▶ **Stated problem A**
In the commentary on the tower of Babel, what do most scholars believe the tower was?

▶ **Source extract**
◇ ◇ ◇

One can see from the visual aid that the point of the story is "the LORD came down to see." All the word was united in a ungodly purpose. Most scholars believe that the tower of Babel was a ziggurat on which the people worshipped false gods or intended to worship false gods. Whatever the case, they were building a very tall tower, something of great human accomplishment. I am sure everyone on earth thought it was an amazing feat of human strength and ingenuity. Nevertheless, God has to bend way, way down to see what these puny humans are up to.

Now we know, first, that God is spirit (John 4:24) and so He doesn't "bend" down. We also know that God is omniscient (Psalm 147:4-5) so He does not need to come down to find out what the humans are doing. The author is using this kind of images to show us how infinitly small man's doings are to the Creator and Sustainer of life. Yes, they made a big tower, but only big in man's eyes. God has to bend down and squint to get a good look at it.

You may say, "I see how each word pair relates in this passage. However, there is one set of words that I do not see how they relate. Specifically, 'Come let us make bricks' and 'Come let us confuse.' Why are these in parallel with each other?" This is what make the whole story interesting, creative, and frankly, almost funny.

◇ ◇ ◇

Stored records
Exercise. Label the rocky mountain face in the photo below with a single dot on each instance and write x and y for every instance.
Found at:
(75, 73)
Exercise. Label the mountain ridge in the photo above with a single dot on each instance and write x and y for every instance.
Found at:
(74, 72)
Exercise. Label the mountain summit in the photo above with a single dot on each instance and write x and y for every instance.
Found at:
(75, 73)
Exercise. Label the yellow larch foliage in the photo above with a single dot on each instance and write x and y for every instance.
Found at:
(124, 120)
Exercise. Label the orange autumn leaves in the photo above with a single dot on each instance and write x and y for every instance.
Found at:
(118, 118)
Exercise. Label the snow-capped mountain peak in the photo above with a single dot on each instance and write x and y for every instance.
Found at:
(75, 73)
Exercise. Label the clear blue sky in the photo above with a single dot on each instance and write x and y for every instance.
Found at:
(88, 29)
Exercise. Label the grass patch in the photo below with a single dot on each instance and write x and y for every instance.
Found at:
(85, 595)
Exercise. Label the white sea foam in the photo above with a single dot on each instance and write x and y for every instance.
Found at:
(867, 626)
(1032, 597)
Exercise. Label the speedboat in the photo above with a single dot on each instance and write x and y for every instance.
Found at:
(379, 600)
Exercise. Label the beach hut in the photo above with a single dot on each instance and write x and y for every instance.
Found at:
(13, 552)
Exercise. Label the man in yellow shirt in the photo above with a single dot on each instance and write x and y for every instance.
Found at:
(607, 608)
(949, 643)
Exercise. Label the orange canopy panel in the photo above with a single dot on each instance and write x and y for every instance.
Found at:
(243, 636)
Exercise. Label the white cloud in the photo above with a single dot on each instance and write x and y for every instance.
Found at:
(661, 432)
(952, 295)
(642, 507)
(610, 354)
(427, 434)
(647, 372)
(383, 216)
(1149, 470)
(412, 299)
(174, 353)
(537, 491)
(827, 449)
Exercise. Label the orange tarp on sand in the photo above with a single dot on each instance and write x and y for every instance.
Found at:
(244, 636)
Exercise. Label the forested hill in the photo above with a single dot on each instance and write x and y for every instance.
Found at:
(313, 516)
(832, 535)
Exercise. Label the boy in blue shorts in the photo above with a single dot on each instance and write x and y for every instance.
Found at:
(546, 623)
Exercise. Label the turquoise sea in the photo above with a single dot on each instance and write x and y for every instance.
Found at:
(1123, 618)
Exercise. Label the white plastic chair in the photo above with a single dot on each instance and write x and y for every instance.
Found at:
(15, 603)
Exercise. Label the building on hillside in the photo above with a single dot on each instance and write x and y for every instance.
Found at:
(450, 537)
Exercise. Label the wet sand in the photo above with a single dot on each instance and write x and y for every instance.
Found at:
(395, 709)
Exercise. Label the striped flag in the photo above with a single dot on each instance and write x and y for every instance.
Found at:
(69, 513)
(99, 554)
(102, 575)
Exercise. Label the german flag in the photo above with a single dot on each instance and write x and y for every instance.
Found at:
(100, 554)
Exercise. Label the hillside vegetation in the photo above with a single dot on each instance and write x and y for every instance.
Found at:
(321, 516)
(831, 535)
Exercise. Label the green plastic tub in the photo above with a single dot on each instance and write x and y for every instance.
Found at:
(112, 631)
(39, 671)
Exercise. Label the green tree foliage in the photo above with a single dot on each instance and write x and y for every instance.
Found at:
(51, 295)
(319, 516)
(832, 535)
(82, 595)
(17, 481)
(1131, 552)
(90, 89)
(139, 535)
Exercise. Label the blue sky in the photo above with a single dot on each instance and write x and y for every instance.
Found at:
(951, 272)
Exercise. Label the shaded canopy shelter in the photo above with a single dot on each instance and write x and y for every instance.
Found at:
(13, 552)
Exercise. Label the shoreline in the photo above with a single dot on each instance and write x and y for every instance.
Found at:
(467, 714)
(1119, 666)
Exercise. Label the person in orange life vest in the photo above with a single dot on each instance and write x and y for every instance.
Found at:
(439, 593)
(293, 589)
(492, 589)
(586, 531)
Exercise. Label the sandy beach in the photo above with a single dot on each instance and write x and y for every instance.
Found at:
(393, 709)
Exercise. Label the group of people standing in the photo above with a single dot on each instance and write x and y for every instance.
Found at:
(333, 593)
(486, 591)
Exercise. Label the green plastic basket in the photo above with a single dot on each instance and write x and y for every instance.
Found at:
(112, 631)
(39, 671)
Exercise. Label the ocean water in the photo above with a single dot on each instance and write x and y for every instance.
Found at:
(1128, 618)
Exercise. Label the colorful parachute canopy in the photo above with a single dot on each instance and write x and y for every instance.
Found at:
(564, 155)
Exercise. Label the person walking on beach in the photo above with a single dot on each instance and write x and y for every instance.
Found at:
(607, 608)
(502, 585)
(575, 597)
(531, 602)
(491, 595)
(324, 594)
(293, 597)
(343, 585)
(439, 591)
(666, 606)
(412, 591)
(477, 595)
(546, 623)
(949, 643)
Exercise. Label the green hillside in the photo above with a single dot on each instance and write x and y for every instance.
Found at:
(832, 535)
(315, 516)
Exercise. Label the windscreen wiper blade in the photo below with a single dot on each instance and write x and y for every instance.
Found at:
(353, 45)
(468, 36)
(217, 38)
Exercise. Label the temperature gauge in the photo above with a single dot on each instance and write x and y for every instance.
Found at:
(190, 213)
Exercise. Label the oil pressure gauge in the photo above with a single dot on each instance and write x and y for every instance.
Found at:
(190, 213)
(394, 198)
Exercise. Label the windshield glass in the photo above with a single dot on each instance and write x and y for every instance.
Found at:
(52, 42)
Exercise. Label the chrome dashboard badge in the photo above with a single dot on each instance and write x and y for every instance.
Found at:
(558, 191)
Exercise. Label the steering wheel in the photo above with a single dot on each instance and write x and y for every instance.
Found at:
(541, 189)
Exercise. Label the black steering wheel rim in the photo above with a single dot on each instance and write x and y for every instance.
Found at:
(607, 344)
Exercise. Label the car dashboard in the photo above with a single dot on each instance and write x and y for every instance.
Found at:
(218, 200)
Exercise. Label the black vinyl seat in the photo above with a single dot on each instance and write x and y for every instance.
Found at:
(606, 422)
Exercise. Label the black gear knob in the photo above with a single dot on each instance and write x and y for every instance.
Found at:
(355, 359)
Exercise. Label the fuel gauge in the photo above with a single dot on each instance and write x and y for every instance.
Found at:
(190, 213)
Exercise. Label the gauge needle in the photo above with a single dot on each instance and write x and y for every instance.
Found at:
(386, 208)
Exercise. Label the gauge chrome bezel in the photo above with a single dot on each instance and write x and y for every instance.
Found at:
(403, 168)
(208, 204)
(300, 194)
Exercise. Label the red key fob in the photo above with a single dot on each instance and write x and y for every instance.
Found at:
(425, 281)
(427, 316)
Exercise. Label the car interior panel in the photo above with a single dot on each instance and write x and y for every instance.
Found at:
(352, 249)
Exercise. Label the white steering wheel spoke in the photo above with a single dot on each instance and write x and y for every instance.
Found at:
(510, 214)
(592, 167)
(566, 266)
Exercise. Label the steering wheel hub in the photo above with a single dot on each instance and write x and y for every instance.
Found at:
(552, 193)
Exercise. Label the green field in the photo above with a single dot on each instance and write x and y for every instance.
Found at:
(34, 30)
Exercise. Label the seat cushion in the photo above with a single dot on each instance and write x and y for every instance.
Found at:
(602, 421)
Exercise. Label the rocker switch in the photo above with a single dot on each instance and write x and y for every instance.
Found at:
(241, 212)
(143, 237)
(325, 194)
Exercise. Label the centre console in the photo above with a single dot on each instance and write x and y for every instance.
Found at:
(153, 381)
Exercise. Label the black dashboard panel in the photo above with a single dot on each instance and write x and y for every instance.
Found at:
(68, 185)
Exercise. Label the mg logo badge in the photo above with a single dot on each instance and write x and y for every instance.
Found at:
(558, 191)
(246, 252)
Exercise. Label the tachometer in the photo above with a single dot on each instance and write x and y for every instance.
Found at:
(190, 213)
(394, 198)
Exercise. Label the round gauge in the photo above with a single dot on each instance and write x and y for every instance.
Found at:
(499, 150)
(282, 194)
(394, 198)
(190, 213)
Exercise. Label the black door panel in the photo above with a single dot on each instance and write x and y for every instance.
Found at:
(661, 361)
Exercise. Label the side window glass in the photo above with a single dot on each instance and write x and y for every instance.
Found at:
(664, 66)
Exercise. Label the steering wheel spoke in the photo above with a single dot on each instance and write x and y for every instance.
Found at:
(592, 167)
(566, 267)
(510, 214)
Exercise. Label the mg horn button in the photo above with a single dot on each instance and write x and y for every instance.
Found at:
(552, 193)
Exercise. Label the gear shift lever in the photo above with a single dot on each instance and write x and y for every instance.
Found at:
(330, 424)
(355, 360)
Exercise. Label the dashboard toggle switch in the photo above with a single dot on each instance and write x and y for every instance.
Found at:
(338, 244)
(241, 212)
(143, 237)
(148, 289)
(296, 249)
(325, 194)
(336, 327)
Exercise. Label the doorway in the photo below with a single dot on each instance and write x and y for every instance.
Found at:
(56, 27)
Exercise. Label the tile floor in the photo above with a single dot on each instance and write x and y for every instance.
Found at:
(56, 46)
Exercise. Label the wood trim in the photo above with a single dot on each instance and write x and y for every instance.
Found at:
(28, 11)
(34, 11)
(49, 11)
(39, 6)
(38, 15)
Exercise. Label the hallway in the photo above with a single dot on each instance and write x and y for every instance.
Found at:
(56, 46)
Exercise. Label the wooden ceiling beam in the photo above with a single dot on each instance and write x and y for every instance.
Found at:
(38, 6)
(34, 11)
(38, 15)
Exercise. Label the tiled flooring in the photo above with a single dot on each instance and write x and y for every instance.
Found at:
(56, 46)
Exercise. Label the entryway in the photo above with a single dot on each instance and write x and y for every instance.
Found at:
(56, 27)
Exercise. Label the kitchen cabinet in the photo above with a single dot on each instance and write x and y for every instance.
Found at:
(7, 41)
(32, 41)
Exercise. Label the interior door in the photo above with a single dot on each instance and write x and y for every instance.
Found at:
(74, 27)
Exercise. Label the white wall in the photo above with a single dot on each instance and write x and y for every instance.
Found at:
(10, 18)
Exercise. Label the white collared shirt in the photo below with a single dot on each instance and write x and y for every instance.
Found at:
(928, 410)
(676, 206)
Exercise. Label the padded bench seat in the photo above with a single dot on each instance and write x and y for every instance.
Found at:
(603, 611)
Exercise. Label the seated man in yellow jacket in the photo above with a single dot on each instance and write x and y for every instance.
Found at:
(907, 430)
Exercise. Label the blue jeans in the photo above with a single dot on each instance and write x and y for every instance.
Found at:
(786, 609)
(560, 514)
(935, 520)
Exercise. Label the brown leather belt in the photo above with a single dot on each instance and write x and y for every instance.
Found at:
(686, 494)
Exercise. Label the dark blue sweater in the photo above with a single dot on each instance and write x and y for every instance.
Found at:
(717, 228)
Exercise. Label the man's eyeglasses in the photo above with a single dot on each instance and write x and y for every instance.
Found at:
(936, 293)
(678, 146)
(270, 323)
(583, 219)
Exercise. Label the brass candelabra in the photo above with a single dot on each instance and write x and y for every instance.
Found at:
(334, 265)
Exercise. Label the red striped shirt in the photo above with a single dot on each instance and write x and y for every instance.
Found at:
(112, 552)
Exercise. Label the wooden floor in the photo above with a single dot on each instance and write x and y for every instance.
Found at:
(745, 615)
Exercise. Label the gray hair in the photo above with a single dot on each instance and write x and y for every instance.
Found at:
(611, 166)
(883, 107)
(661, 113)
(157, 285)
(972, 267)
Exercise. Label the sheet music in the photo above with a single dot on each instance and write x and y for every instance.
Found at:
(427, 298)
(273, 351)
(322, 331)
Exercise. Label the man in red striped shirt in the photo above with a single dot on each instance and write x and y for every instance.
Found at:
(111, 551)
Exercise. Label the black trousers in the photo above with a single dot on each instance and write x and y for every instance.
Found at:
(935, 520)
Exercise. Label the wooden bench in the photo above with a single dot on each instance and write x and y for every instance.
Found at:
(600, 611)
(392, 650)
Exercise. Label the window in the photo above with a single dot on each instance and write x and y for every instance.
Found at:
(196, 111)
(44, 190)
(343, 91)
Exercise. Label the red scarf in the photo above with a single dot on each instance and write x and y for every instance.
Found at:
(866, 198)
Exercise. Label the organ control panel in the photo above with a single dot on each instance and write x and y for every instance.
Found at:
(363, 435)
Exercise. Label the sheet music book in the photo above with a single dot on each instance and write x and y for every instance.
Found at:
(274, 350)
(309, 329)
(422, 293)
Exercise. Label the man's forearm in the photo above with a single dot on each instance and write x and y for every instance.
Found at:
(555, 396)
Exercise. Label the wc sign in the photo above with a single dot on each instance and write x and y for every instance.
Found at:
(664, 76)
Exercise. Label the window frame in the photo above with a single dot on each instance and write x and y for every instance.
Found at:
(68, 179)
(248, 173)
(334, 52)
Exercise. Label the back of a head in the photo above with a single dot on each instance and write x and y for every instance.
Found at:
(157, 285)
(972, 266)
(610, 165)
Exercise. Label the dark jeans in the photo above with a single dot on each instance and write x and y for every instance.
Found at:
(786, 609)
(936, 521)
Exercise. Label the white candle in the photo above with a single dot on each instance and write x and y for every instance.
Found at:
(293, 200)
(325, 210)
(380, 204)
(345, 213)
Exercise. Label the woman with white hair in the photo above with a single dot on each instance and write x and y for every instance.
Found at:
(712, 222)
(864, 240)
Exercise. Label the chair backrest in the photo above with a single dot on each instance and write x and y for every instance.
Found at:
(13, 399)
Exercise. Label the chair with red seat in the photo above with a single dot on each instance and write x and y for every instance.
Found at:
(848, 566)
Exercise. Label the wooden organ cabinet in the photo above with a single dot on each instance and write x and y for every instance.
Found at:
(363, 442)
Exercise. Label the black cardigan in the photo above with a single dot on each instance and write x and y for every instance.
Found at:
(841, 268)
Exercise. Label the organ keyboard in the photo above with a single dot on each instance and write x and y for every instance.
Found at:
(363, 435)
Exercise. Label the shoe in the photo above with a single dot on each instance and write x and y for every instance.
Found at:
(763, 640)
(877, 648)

◇ ◇ ◇

▶ **Stated problem B**
Rewrite the stored records from the line containing "Exercise. Label the chair backrest" through the final line of the records, keeping every request. Multiply each coordinate in the answers by 1.85 and round to whole numbers, with halves rounding up.

▶ **Reply A**
A ziggurat on which the people worshipped false gods or intended to worship false gods.

▶ **Reply B**
Exercise. Label the chair backrest in the photo above with a single dot on each instance and write x and y for every instance.
Found at:
(24, 738)
Exercise. Label the chair with red seat in the photo above with a single dot on each instance and write x and y for every instance.
Found at:
(1569, 1047)
Exercise. Label the wooden organ cabinet in the photo above with a single dot on each instance and write x and y for every instance.
Found at:
(672, 818)
Exercise. Label the black cardigan in the photo above with a single dot on each instance and write x and y for every instance.
Found at:
(1556, 496)
Exercise. Label the organ keyboard in the photo above with a single dot on each instance and write x and y for every instance.
Found at:
(672, 805)
Exercise. Label the shoe in the photo above with a single dot on each instance and write x and y for every instance.
Found at:
(1412, 1184)
(1622, 1199)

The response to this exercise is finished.